Input for this task:

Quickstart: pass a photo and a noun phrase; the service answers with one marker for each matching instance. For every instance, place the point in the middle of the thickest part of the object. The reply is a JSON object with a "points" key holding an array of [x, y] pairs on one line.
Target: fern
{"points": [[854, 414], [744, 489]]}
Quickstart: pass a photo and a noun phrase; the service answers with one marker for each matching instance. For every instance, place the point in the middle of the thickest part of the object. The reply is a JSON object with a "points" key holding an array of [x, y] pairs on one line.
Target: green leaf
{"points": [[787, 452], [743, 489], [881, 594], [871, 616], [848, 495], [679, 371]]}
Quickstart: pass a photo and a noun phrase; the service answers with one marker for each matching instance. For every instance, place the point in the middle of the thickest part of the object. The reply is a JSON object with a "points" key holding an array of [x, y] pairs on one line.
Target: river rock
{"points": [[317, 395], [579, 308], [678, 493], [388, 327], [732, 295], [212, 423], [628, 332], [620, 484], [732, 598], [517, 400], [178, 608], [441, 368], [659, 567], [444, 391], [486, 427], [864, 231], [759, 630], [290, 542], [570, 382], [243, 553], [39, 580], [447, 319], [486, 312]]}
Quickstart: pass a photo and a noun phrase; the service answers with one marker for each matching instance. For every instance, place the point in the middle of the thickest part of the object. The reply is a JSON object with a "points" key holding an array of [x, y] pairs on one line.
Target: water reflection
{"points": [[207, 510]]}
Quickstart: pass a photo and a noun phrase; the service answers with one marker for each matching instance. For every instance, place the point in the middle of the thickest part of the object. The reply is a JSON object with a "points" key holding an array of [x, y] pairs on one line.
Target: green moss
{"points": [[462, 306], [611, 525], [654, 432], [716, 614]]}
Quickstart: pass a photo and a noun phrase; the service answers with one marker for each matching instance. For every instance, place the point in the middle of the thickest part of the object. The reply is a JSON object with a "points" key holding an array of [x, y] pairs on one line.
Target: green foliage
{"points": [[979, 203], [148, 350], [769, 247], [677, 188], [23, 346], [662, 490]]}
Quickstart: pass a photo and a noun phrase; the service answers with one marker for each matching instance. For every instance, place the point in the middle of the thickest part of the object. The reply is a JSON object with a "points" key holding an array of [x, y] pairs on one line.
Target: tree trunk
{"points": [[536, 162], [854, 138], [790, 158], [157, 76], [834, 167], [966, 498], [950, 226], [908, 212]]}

Brief:
Locate every line in the entries above that contains the word "Target", treating uppercase and lowercase as different, and copy each such line.

Result of the task:
Target: fern
Target: green leaf
Target: river rock
Target: water reflection
Target: green moss
Target: green foliage
Target: tree trunk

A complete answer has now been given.